Texte support:
☆ ☆ ☆ ☆ ☆

Insidious

James Wan applique le principe du «less is more» dans ce remarquable film d’épouvante à l’ancienne qui rappelle opportunément l’objectif du genre : faire peur ! Christophe Chabert

Révélé grâce à un film de vidéoclub opportuniste ayant ensuite connu une exploitation agressivement commerciale (Saw), James Wan aurait pu capitaliser sur ce succès et jouer les mercenaires au sein des studios. Avec une intégrité devenue rare, il a choisi au contraire de rester fidèle à une économie modeste, travaillant avec une ambition tout sauf dérisoire le cinéma de genre comme un territoire où tout n’a pas encore été montré et où le premier degré est indispensable pour susciter des émotions fortes. Après le film fantastique (Dead silence) et le film d’autodéfense (Death sentence), Wan situe Insidious à cheval entre le film de possession et le récit de maison hantée ; il y dépeint une gentille famille américaine qui s’installe dans sa nouvelle demeure. Après quelques alertes — un grenier inquiétant, des apparitions flippantes — Dalton, l’aîné des trois enfants, tombe dans le coma, et la mère est persuadée qu’une force maléfique cherche à s’emparer de son corps — le père est plus sceptique. Le reste de l’intrigue est riche en retournements de situations et climax terrifiants que Wan orchestre avec un indéniable savoir-faire.

La petite boutique des horreurs

Si Insidious fait la différence, c’est dans le soin apporté pour maximiser à l’écran ses maigres moyens, véritable manifeste pour un cinéma d’horreur pauvre en budget, mais riche en idées. Wan rappelle ainsi que pour créer l’effroi, il n’y a pas besoin de multiplier les décors, mais de savoir les mettre en scène en réfléchissant à l’endroit où l’on pose sa caméra, à la vitesse où on la déplace et à la manière dont les comédiens interagissent avec cet espace et dans cette durée. Les effets spéciaux, essentiellement mécaniques et réalisés sur le plateau, sont ainsi bien plus efficaces que tous les bidouillages numériques qui inondent le cinéma d’horreur contemporain. Wan met en abyme cet artisanat lorsqu’il fait débarquer dans le récit deux geeks qui ont fabriqué eux-mêmes leurs instruments pour détecter les présences démoniaques. Cela conduit à une séquence mémorable où l’angoisse naît de quelques ampoules de flash qui explosent, suggérant sans la montrer l’arrivée du mal. Dans son crescendo final, Insidious se fait plus figuratif, mais conserve cette puissance de littéralité : un diable est un diable, une sorcière une sorcière. Ce pourrait être grossier, c’est passionnant… Cette manière primitive de représenter la peur fait écho à la réussite globale du film, qui cherche à effrayer comme si aucun autre ne l’avait fait avant lui, sans cynisme et avec un amour sincère du genre.

pour aller plus loin

vous serez sans doute intéressé par...

☆ ☆ ☆ ☆ ☆

[Enregistrements d'annotation par coordonnées]

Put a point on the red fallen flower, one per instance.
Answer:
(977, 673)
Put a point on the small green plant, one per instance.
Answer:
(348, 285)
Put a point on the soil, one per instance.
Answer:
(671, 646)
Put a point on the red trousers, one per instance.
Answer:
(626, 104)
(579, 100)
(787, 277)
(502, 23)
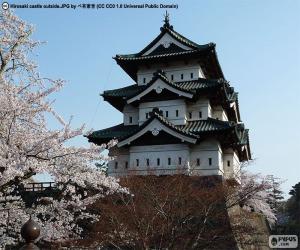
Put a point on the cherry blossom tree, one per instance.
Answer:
(28, 146)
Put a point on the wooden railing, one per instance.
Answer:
(39, 186)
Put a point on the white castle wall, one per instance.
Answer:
(130, 111)
(191, 71)
(201, 105)
(231, 164)
(166, 106)
(206, 158)
(200, 156)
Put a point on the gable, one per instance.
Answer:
(156, 128)
(158, 86)
(166, 41)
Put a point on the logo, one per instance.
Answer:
(283, 241)
(5, 6)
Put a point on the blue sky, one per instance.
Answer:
(257, 45)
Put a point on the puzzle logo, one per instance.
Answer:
(5, 6)
(283, 241)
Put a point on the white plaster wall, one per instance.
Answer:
(130, 111)
(203, 151)
(163, 152)
(202, 105)
(232, 171)
(219, 113)
(121, 155)
(176, 70)
(171, 106)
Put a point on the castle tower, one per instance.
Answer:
(180, 115)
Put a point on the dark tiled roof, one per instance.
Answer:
(115, 132)
(194, 85)
(172, 50)
(191, 129)
(208, 125)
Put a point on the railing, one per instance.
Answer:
(39, 186)
(164, 171)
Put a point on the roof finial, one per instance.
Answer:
(167, 19)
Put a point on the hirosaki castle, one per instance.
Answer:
(180, 115)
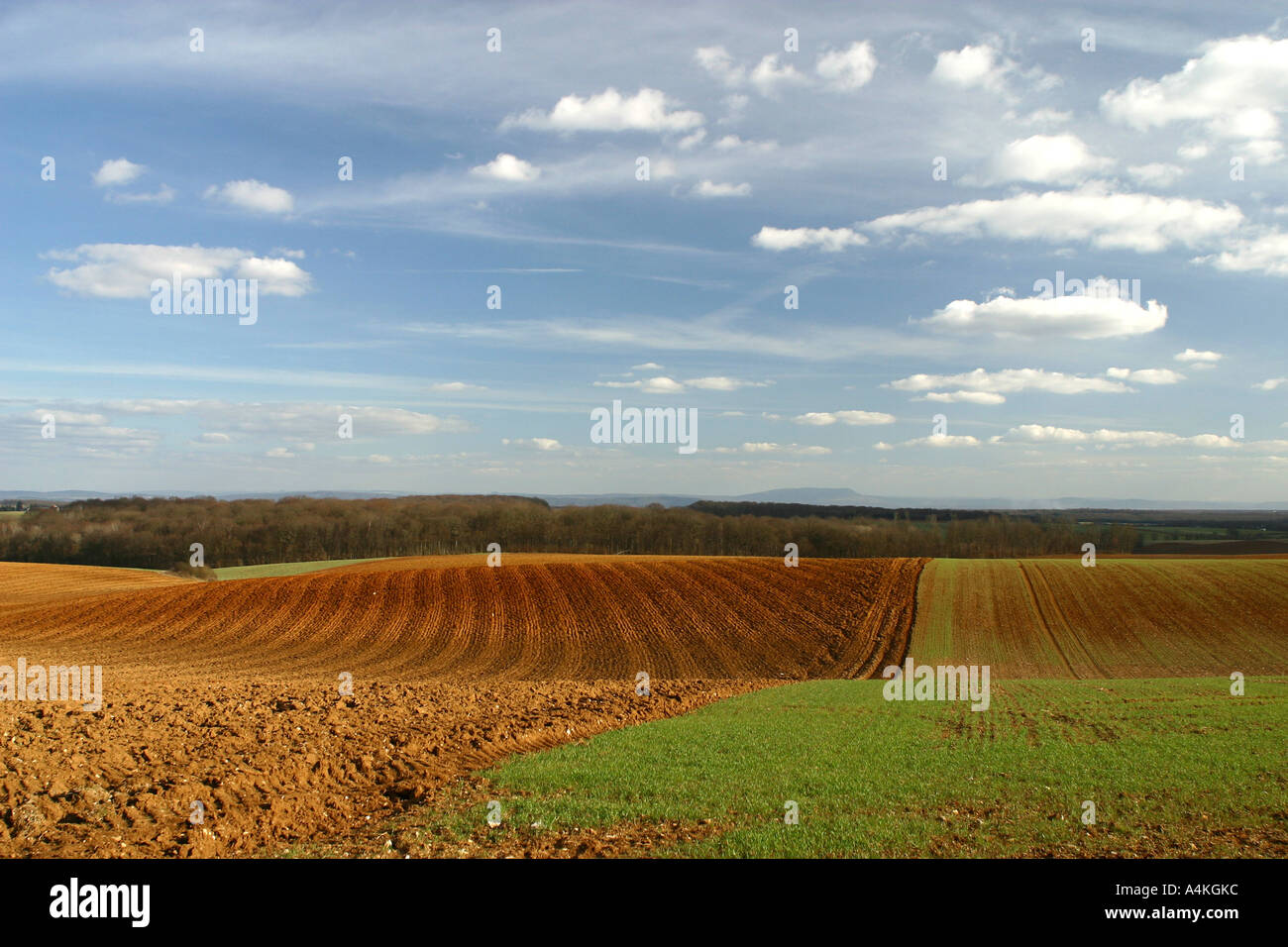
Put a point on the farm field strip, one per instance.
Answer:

☆ ☆ ☆ ☆ ☆

Consignes:
#1 Traduisez en anglais cette phrase de la critique d'Insidious : « Wan met en abyme cet artisanat lorsqu'il fait débarquer dans le récit deux geeks qui ont fabriqué eux-mêmes leurs instruments pour détecter les présences démoniaques. »
#2 Recopiez mot pour mot les lignes de données, de la ligne contenant « Put a point on the farm » jusqu'à la dernière ligne de données, ces deux lignes comprises.
La critique d'Insidious et les lignes de données constituent deux supports indépendants.

Corrigé:
#1 Wan mirrors this craftsmanship within the film itself when he brings into the story two geeks who built their own instruments to detect demonic presences.

#2
Put a point on the farm field strip, one per instance.
Answer:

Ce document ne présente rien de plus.